→ **JOB**: Pull out every line of the listing that contains the string "black". Case counts, so include only lines where it appears with that exact capitalization.

_____

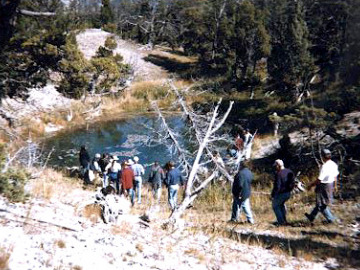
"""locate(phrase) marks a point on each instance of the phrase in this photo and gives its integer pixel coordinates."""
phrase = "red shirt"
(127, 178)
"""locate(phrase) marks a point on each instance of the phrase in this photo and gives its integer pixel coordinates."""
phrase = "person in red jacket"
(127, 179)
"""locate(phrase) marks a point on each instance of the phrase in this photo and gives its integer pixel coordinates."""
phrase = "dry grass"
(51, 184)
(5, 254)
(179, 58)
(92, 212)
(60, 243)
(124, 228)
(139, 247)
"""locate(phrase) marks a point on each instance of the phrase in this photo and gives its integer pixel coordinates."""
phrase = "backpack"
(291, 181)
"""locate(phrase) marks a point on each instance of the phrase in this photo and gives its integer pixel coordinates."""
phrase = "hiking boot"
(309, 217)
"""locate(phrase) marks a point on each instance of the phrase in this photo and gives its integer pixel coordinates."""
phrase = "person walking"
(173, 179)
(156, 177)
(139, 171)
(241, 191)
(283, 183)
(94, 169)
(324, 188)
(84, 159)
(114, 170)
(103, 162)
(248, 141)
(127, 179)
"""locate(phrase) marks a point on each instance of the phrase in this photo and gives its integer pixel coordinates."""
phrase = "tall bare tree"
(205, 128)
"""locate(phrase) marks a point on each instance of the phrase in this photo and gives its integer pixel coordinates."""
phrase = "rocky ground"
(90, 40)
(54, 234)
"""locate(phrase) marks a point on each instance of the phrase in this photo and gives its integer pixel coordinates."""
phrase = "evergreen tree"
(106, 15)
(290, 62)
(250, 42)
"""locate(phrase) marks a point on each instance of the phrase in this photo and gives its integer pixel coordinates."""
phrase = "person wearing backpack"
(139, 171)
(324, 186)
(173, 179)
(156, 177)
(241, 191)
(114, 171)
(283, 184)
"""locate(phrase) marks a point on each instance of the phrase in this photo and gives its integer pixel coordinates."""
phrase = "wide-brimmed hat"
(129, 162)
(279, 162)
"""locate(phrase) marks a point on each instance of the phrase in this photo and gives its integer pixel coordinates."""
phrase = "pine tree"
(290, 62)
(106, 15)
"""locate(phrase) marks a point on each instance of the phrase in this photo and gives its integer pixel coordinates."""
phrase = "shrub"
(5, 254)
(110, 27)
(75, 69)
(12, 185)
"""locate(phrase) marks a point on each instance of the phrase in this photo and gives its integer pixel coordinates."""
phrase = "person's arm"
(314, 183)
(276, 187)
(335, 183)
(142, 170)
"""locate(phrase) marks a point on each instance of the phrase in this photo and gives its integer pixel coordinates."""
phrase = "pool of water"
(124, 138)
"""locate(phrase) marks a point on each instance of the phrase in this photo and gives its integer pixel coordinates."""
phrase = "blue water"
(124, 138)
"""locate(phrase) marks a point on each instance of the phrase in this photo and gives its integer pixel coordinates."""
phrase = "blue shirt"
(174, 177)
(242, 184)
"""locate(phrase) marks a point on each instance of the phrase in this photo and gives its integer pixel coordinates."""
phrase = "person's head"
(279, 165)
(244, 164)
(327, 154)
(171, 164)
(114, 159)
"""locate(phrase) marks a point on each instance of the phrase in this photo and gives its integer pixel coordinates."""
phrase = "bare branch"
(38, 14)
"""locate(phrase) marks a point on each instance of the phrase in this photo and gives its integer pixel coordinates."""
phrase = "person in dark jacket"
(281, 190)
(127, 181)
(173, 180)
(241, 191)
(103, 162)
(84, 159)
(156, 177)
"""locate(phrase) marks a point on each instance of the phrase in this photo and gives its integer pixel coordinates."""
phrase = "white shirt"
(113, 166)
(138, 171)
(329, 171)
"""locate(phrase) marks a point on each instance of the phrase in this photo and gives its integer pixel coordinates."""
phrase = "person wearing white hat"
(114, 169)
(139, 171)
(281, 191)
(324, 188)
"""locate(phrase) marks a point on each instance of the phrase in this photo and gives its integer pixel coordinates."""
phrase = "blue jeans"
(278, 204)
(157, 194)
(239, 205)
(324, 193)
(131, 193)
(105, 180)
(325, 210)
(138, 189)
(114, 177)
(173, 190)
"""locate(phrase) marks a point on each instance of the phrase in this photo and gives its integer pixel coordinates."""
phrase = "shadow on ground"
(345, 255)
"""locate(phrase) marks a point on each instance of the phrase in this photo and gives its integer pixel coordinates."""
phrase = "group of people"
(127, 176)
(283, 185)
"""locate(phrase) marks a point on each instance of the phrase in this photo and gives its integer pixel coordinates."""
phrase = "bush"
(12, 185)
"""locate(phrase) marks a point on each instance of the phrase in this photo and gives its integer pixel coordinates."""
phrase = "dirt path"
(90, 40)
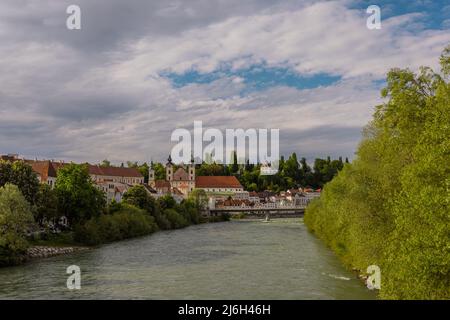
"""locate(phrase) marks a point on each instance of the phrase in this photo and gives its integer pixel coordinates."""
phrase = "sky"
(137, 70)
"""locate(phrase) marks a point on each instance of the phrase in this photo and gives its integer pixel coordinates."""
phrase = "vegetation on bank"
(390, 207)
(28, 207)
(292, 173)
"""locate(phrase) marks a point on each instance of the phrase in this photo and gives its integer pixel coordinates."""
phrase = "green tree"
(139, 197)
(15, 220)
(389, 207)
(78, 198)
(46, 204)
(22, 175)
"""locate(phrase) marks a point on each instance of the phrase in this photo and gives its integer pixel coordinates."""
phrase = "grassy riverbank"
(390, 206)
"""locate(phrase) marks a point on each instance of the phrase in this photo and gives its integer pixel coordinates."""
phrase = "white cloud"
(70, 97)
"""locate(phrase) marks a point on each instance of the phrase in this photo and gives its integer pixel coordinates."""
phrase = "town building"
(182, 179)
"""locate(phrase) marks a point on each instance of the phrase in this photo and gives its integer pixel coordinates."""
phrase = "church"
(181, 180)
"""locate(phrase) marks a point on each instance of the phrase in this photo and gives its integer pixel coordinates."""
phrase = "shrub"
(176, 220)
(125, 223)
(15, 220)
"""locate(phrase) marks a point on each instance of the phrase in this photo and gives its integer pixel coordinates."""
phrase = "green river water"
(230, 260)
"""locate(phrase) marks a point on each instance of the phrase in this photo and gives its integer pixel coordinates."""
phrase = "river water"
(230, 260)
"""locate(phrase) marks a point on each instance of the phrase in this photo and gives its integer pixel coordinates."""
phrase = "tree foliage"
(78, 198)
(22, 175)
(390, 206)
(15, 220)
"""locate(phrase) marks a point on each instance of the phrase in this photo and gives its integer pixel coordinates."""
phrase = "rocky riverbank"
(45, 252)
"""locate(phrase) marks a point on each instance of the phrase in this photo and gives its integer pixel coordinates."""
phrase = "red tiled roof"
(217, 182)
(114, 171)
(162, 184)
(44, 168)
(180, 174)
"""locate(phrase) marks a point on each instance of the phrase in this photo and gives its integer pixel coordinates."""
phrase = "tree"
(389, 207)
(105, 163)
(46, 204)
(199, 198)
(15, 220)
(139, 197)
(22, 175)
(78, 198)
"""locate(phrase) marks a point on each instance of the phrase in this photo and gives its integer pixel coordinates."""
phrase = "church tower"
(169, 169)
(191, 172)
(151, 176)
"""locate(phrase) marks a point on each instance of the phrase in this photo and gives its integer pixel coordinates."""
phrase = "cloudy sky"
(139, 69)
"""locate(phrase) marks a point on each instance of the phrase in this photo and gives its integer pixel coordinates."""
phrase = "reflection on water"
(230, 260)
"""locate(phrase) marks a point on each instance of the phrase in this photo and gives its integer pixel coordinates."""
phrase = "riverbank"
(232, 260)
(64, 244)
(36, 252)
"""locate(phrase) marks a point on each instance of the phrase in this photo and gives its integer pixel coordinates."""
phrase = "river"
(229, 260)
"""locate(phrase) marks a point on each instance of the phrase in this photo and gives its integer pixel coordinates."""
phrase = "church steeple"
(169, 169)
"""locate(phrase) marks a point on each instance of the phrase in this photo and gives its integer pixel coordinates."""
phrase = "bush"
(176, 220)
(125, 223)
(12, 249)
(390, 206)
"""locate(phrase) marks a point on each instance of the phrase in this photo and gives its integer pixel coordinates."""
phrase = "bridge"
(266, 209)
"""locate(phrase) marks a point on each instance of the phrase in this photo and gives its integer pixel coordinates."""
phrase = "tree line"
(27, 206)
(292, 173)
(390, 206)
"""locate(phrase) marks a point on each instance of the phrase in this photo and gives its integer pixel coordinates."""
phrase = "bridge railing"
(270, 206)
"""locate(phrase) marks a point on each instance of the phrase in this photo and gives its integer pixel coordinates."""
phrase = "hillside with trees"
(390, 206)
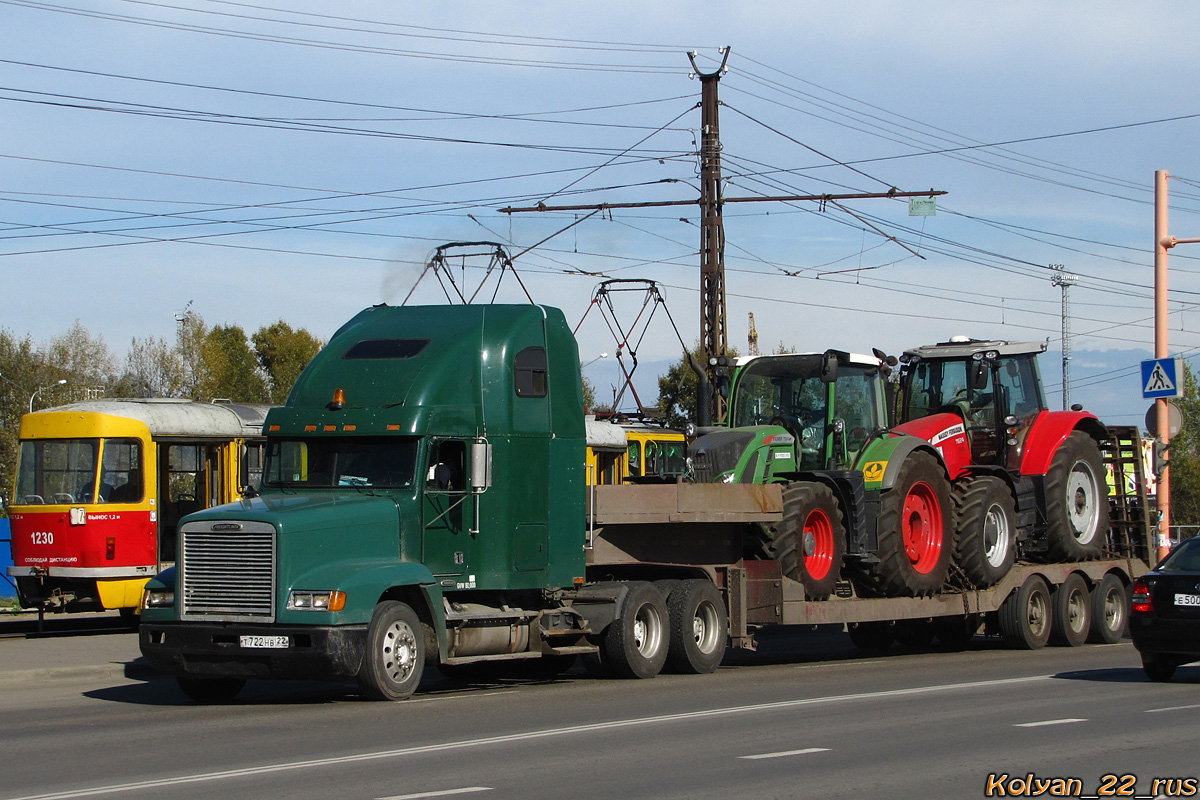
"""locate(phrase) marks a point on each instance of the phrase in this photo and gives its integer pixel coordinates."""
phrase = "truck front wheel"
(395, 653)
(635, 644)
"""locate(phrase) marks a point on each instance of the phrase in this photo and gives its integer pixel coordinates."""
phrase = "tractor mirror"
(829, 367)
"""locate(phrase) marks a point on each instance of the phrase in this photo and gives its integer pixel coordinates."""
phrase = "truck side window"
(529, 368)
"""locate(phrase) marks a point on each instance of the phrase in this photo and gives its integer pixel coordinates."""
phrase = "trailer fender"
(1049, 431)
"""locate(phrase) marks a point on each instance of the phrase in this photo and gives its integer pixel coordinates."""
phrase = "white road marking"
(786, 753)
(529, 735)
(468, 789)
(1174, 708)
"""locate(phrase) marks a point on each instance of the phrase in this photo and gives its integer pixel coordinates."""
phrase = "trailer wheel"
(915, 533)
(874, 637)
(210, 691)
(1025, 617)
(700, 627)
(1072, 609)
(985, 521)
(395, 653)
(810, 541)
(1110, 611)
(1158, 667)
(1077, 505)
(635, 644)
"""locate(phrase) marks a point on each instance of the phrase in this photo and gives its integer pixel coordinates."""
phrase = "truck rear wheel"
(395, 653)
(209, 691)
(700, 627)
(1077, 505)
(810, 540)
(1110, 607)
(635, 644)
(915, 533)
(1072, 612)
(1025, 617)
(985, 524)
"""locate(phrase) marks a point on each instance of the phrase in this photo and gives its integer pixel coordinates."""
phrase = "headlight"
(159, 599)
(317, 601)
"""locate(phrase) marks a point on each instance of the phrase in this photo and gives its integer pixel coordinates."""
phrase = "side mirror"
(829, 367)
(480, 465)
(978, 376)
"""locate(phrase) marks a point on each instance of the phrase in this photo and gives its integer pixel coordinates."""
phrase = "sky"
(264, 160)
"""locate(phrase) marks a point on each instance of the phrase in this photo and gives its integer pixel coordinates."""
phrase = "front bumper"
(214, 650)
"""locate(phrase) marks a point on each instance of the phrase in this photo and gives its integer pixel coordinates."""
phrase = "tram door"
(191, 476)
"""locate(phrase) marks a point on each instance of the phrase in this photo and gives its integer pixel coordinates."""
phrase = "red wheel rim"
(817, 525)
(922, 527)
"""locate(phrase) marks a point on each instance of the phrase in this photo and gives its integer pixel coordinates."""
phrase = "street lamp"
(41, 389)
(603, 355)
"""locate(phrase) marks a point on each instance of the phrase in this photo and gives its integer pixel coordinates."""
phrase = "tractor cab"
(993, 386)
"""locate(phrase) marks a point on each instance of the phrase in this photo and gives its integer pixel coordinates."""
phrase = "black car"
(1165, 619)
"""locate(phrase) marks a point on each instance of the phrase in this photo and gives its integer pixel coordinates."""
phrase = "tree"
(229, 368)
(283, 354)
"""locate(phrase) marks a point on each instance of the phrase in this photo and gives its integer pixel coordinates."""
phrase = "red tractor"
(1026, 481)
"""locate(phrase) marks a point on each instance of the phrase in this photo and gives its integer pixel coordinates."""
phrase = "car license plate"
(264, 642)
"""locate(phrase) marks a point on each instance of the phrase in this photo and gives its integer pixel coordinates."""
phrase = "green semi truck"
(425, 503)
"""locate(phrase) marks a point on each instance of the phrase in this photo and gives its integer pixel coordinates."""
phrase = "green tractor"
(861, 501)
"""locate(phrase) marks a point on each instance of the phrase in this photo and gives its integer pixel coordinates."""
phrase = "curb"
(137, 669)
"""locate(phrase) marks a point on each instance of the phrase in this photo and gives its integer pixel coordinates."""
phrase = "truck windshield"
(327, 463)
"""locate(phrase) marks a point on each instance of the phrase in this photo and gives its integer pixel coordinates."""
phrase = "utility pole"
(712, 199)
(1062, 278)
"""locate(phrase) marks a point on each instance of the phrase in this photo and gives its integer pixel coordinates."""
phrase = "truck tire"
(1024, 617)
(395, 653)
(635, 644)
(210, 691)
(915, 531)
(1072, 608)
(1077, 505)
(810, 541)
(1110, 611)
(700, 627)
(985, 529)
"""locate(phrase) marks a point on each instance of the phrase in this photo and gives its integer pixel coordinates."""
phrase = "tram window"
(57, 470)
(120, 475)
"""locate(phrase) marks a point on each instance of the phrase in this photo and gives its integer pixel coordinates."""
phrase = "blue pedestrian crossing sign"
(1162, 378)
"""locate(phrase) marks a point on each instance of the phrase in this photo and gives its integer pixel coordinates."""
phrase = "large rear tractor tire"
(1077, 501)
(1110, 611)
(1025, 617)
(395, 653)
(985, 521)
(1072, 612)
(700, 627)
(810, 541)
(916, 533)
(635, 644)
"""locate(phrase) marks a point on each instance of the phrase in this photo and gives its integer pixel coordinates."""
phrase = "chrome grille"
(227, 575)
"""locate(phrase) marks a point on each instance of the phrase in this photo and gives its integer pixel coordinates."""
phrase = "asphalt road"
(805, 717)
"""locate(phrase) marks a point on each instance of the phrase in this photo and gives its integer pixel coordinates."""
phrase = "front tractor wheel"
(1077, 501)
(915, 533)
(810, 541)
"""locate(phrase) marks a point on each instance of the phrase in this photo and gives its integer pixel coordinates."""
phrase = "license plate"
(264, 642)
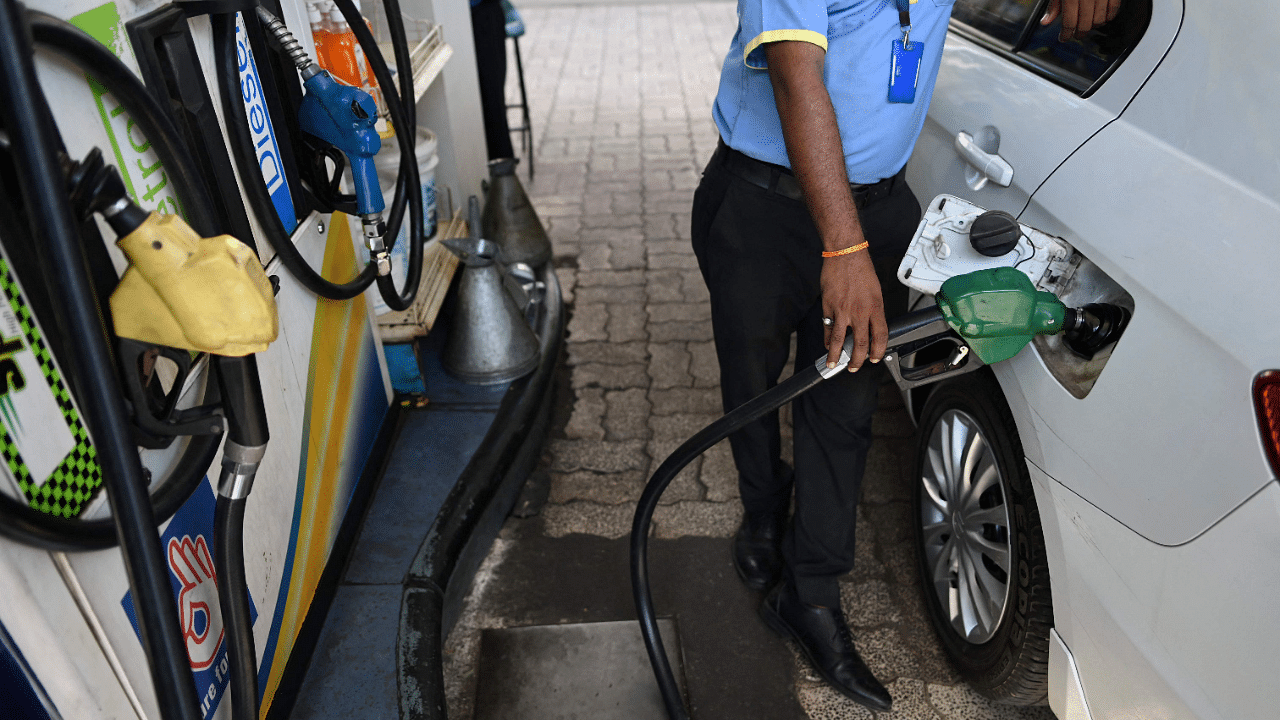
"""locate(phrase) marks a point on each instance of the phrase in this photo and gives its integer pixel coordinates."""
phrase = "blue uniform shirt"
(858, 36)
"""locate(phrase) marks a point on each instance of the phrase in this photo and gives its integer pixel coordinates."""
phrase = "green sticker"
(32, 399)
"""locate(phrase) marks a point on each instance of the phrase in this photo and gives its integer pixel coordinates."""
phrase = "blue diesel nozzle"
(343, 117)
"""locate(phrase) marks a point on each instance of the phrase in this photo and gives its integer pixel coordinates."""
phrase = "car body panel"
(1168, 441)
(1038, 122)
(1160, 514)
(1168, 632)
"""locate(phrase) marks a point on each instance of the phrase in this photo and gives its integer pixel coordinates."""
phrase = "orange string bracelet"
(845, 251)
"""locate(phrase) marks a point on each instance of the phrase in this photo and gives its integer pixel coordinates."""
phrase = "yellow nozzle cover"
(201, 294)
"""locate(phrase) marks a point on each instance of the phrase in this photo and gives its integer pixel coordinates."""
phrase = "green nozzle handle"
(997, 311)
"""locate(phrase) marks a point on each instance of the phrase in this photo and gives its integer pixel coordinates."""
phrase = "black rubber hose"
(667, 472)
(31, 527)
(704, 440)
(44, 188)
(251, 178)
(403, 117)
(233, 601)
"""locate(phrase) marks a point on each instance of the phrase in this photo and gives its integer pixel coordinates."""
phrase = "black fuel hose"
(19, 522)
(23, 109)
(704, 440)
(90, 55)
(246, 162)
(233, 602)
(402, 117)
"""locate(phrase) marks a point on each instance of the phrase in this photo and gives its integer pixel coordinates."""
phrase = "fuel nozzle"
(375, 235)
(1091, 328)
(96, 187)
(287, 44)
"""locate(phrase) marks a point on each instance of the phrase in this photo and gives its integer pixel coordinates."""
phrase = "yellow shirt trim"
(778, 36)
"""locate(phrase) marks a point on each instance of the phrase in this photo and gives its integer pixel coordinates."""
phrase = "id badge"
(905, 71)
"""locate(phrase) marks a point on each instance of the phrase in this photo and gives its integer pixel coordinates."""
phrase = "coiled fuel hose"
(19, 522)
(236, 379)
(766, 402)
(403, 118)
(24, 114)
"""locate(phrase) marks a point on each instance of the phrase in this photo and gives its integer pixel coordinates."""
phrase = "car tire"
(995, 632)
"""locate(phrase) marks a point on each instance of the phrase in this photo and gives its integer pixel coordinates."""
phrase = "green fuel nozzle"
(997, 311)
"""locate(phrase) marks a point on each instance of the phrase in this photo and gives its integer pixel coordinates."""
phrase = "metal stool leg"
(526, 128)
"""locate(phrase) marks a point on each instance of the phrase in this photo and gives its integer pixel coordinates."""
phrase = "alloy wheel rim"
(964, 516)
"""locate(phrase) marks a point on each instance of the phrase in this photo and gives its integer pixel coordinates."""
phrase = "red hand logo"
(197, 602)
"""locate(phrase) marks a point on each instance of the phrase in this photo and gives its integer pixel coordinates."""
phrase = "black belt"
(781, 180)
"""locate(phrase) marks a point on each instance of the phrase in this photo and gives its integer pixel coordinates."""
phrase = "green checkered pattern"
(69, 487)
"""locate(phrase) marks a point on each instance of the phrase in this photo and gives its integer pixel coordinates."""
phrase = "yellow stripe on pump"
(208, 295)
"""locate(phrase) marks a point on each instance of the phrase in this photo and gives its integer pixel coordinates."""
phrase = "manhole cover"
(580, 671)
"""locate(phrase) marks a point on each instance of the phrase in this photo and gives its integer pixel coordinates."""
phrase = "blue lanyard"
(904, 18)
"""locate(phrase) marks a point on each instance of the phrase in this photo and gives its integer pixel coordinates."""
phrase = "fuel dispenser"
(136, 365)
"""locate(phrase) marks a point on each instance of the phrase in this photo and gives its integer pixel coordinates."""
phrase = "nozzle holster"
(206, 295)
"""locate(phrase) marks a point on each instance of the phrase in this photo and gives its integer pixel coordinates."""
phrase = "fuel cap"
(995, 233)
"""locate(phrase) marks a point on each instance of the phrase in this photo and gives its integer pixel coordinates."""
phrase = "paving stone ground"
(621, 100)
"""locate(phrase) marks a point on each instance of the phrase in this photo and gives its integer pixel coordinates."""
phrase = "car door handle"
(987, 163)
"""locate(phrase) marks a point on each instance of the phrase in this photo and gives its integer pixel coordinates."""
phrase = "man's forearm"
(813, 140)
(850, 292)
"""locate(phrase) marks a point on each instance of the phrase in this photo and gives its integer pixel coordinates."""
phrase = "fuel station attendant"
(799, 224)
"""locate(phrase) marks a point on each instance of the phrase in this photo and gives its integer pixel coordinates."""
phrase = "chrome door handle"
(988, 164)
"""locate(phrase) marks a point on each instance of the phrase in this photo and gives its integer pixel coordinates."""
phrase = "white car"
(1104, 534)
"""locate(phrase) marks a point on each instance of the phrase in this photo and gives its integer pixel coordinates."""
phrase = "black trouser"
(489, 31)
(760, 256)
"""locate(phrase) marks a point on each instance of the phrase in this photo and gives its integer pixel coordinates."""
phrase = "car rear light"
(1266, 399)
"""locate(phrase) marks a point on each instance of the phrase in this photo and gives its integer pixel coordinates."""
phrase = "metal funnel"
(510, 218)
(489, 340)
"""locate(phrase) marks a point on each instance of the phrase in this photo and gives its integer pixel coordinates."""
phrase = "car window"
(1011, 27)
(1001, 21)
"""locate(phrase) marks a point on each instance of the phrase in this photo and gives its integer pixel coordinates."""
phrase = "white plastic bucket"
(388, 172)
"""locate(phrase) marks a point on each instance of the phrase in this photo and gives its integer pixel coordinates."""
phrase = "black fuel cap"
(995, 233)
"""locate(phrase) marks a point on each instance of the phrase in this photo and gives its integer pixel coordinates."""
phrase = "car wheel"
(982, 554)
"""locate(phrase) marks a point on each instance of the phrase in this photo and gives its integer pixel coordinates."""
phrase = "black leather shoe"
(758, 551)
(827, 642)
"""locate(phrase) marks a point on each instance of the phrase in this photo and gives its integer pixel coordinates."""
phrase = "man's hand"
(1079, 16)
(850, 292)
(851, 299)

_____

→ **OUTPUT FOR THIS EXERCISE**:
phrase = "black car"
phrase = "black rubber hose"
phrase = "black fuel hose"
phrase = "black belt"
phrase = "black trouser"
phrase = "black fuel cap"
phrase = "black leather shoe"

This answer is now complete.